[[ RECORDS TO PROCESS open ]]

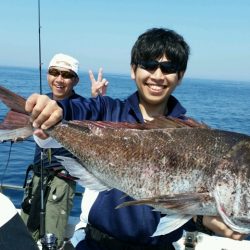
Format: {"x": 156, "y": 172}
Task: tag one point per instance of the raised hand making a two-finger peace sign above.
{"x": 99, "y": 86}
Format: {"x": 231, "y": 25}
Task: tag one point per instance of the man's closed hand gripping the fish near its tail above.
{"x": 44, "y": 113}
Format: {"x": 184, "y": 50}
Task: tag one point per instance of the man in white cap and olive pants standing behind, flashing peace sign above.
{"x": 62, "y": 77}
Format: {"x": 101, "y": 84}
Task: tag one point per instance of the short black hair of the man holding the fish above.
{"x": 157, "y": 42}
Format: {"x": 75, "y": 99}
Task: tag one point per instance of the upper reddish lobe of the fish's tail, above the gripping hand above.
{"x": 12, "y": 100}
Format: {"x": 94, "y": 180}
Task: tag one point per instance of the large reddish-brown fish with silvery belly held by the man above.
{"x": 174, "y": 166}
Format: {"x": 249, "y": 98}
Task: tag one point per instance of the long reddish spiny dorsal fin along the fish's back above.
{"x": 157, "y": 123}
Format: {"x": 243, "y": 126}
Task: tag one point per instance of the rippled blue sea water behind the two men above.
{"x": 220, "y": 104}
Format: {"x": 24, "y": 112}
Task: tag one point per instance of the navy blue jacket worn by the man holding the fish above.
{"x": 133, "y": 224}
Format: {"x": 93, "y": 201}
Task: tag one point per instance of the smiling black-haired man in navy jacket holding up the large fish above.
{"x": 158, "y": 62}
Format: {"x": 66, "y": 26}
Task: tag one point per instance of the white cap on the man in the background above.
{"x": 64, "y": 61}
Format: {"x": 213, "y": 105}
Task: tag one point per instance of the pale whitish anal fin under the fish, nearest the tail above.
{"x": 84, "y": 177}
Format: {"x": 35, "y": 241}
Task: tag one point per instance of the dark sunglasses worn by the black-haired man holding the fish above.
{"x": 166, "y": 67}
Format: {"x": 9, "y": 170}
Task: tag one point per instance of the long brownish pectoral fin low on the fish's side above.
{"x": 179, "y": 202}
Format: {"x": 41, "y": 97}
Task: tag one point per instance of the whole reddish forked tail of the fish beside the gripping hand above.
{"x": 16, "y": 125}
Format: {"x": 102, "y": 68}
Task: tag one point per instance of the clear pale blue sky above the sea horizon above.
{"x": 102, "y": 32}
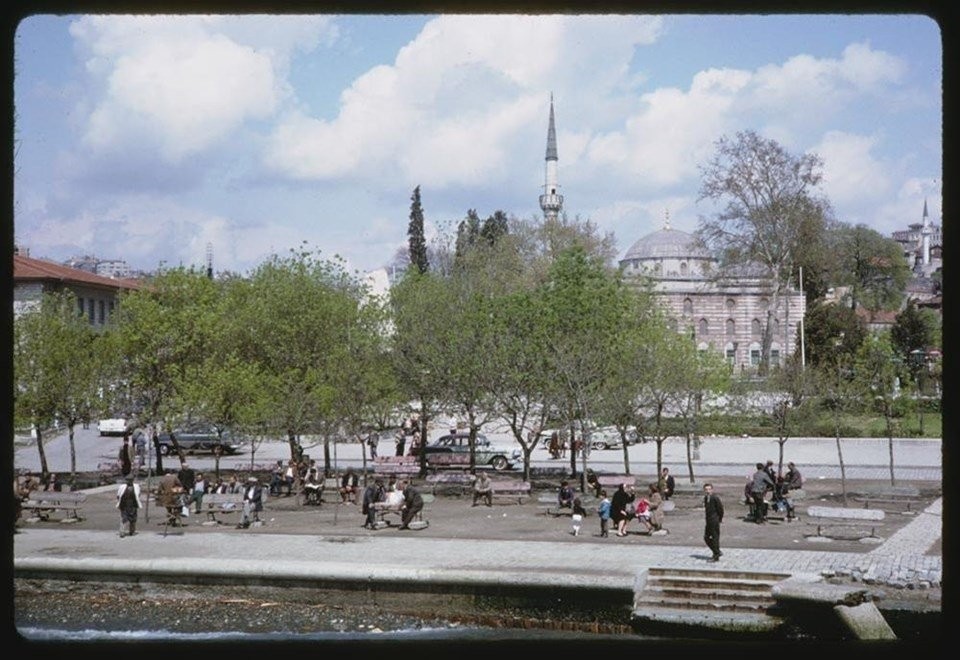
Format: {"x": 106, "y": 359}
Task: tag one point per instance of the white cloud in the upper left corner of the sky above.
{"x": 179, "y": 84}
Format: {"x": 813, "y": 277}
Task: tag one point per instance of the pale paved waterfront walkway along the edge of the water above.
{"x": 900, "y": 560}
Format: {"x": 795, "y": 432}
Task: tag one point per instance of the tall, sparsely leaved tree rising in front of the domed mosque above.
{"x": 769, "y": 209}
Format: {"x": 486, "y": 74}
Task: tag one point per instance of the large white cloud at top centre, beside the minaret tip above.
{"x": 452, "y": 105}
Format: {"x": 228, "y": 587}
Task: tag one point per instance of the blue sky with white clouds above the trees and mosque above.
{"x": 150, "y": 138}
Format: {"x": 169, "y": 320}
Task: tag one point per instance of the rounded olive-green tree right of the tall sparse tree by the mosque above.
{"x": 872, "y": 265}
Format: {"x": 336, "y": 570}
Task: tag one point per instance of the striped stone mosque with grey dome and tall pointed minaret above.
{"x": 727, "y": 316}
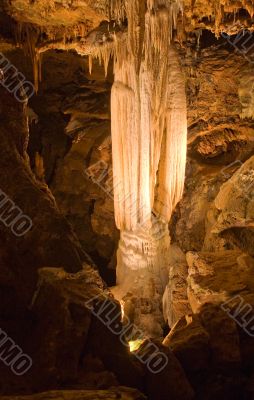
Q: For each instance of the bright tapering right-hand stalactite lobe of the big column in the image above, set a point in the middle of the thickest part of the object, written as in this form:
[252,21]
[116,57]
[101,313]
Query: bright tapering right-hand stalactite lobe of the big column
[173,150]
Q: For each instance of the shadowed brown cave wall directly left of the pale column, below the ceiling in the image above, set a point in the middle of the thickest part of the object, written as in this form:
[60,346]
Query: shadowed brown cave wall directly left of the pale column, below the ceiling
[72,137]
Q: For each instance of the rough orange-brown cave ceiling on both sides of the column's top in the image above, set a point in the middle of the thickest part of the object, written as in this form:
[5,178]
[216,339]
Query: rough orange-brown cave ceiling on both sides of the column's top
[82,25]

[[ RECORDS TO PROCESS closed ]]

EXERCISE PROMPT:
All of the data above needs to be retyped exactly, with the pictures removed.

RESULT FOR THIS EXERCISE:
Format: {"x": 156, "y": 172}
Task: tag one point per instance of the raised hand making a two-finger peace sign above.
{"x": 99, "y": 86}
Format: {"x": 231, "y": 25}
Task: tag one point per instance of the man's closed hand gripping the fish near its tail above.
{"x": 44, "y": 113}
Format: {"x": 184, "y": 50}
Task: tag one point per instance of the man in white cap and olive pants standing behind, flashing peace sign above.
{"x": 62, "y": 77}
Format: {"x": 101, "y": 84}
Task: tag one point per instance of the short black hair of the man holding the fish above.
{"x": 157, "y": 42}
Format: {"x": 75, "y": 99}
Task: tag one point per instance of the upper reddish lobe of the fish's tail, above the gripping hand above.
{"x": 12, "y": 100}
Format: {"x": 94, "y": 180}
Task: tag one point per instance of the large reddish-brown fish with silvery belly held by the man above.
{"x": 174, "y": 166}
Format: {"x": 249, "y": 98}
Task: tag one point per instance of the long reddish spiny dorsal fin along the fish's back above.
{"x": 157, "y": 123}
Format: {"x": 243, "y": 126}
Task: tag one point per instance of the rippled blue sea water behind the two men above.
{"x": 220, "y": 104}
Format: {"x": 24, "y": 112}
Task: tag one point per instance of the navy blue jacket worn by the man holding the fish above.
{"x": 133, "y": 224}
Format: {"x": 93, "y": 201}
Task: tag one point per instance of the smiling black-haired man in navy jacket holding up the large fish above.
{"x": 158, "y": 62}
Format: {"x": 66, "y": 26}
Task: tag one point per instance of the white cap on the man in the background above.
{"x": 64, "y": 61}
Format: {"x": 213, "y": 105}
Task: tag one point per instance of the pale whitish anal fin under the fish, nearest the tail above.
{"x": 84, "y": 177}
Format: {"x": 35, "y": 241}
Task: tag one point per instance of the dark sunglasses worn by the black-haired man holding the fish above.
{"x": 166, "y": 67}
Format: {"x": 9, "y": 170}
Task: tag one point per instance of the long brownish pectoral fin low on the fish's side above.
{"x": 179, "y": 202}
Format: {"x": 41, "y": 97}
Task: tag one point per instance of the whole reddish forked tail of the fish beside the gripping hand above.
{"x": 16, "y": 125}
Format: {"x": 102, "y": 68}
Task: tag one point per instance of the clear pale blue sky above the sea horizon above.
{"x": 102, "y": 32}
Format: {"x": 106, "y": 359}
Task: tag one point per instance of the white cloud in the upper left corner of the sky above.
{"x": 179, "y": 84}
Format: {"x": 813, "y": 277}
Task: tag one point per instance of the pale paved waterfront walkway along the edge of the water above.
{"x": 900, "y": 560}
Format: {"x": 795, "y": 432}
Task: tag one point per instance of the tall, sparsely leaved tree rising in front of the domed mosque above.
{"x": 769, "y": 209}
Format: {"x": 486, "y": 74}
Task: tag one point per instance of the large white cloud at top centre, beside the minaret tip above.
{"x": 452, "y": 105}
Format: {"x": 228, "y": 587}
Task: tag one point per instance of the blue sky with white clouds above the trees and mosque above.
{"x": 150, "y": 138}
Format: {"x": 169, "y": 320}
Task: tag one point per instance of the rounded olive-green tree right of the tall sparse tree by the mosque above.
{"x": 872, "y": 265}
Format: {"x": 336, "y": 570}
Task: tag one point per instance of the striped stone mosque with grey dome and tall pointed minaret above.
{"x": 727, "y": 316}
Q: For each instance of the bright tapering right-hand stalactite lobe of the big column in the image above, set a point in the middle of the thickest part of the object, written as in this form:
[252,21]
[116,57]
[101,313]
Query: bright tapering right-hand stalactite lobe of the big column
[173,150]
Q: For each instance of the shadowed brown cave wall directly left of the pale column, below the ceiling in the image above, set a point in the middle of the thickest part of the object, written as in this form:
[60,346]
Query: shadowed brown cave wall directly left of the pale column, below the ceiling
[72,137]
Q: For each instance of the rough orange-brown cave ceiling on both sides of the column's top in the image above, set a point in the middle of the thickest part of the object, written as in this form:
[5,178]
[216,339]
Query: rough orange-brown cave ceiling on both sides of the column's top
[82,25]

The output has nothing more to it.